Print the data that follows exactly.
═══ Task data
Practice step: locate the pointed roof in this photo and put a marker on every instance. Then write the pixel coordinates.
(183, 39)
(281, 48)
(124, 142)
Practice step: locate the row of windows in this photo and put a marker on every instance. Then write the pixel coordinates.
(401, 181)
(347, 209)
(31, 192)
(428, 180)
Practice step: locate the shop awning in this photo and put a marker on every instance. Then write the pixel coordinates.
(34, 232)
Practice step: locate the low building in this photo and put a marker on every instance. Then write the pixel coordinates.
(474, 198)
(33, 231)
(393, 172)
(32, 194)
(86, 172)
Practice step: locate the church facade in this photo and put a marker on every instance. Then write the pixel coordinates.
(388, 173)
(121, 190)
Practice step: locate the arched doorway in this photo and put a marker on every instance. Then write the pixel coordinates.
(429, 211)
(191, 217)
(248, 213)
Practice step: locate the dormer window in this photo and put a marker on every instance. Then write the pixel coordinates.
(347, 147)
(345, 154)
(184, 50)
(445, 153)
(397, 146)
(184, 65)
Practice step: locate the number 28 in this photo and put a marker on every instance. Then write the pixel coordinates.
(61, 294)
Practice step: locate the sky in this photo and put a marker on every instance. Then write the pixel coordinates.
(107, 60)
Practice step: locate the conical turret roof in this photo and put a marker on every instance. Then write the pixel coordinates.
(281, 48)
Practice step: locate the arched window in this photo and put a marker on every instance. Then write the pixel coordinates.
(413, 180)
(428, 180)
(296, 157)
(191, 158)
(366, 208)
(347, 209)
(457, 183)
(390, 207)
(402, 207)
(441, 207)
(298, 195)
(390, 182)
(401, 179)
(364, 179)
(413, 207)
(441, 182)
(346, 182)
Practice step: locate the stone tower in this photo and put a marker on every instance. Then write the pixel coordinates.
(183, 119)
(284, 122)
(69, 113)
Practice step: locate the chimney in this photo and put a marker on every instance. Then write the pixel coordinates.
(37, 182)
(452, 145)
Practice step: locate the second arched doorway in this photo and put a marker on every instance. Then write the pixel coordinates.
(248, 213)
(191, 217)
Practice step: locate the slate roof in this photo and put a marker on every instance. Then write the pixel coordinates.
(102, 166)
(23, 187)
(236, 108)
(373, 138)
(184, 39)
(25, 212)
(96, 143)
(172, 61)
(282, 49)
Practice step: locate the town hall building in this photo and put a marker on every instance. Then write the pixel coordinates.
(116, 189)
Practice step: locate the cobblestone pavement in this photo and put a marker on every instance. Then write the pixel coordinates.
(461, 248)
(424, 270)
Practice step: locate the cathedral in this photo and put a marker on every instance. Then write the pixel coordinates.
══════
**Expected answer:**
Practice step: locate the pointed roof in this photo and put a marker on every instance. Then write the pixel coordinates.
(183, 39)
(281, 48)
(124, 142)
Practice step: locate the row of windows in this photo and put a marker on every instance. Then write the pixel coordinates.
(401, 181)
(347, 209)
(31, 192)
(428, 180)
Practice step: locate the shop awning in this photo and put a marker on every instance. Then write the pixel coordinates.
(34, 232)
Practice step: locate the low building in this photo and put a marker on every instance. Then write the pixel coordinates.
(474, 198)
(33, 231)
(393, 172)
(32, 194)
(86, 172)
Practice step: locate the church facade in this photo and put a marker on every instance. Then write the pixel coordinates.
(388, 173)
(121, 190)
Practice step: locate the arched doorway in this photo and put a marker on every instance. Then write the pixel coordinates.
(429, 211)
(191, 217)
(248, 213)
Practice step: locate the dormer window in this photo and put a marker on every instance. Then write the pixel coordinates.
(347, 147)
(345, 154)
(184, 50)
(445, 153)
(397, 146)
(184, 65)
Practice step: locate the number 28 in this photo and put a marker on every instance. Then write the pixel coordinates.
(61, 294)
Practice step: locate the sky in this photo and put a marker on every instance. Then write the pixel coordinates.
(107, 60)
Practice step: locate the conical turret roof in this photo and put a marker on every instance. Then write the pixel coordinates.
(281, 48)
Practice step: locate the arched window in this photo and put a marker on every instance. Then write the pixel coordinates.
(413, 180)
(428, 180)
(296, 157)
(191, 158)
(366, 208)
(347, 209)
(457, 183)
(390, 207)
(402, 207)
(441, 207)
(298, 195)
(390, 182)
(401, 179)
(364, 179)
(413, 207)
(441, 182)
(346, 182)
Practice step: locate the stone tower in this photo and put a marker on every instance. Then write the pixel coordinates.
(183, 119)
(284, 122)
(69, 113)
Practice step: locate the chimney in this photo and put a marker on every instance. Then write the pixel coordinates.
(37, 182)
(452, 145)
Practice step: locate the second arched doorway in this photo and put a marker on every instance. Then write the pixel coordinates.
(248, 213)
(191, 217)
Practice step: locate the slate roof in this photo and put a marker on every instance. Then write the pixel coordinates.
(102, 166)
(23, 187)
(236, 108)
(373, 138)
(184, 39)
(25, 212)
(96, 143)
(172, 61)
(282, 49)
Practice step: locate the town hall building in this photo and put a marker on every instance. Then write the pixel coordinates.
(116, 189)
Practice step: locate the cobblestone pavement in this photo and put a marker on every instance. Then write the pixel coordinates.
(461, 248)
(424, 270)
Practice step: locate the cathedral in this photo and put a marker on every instance. Then write the pixel coordinates.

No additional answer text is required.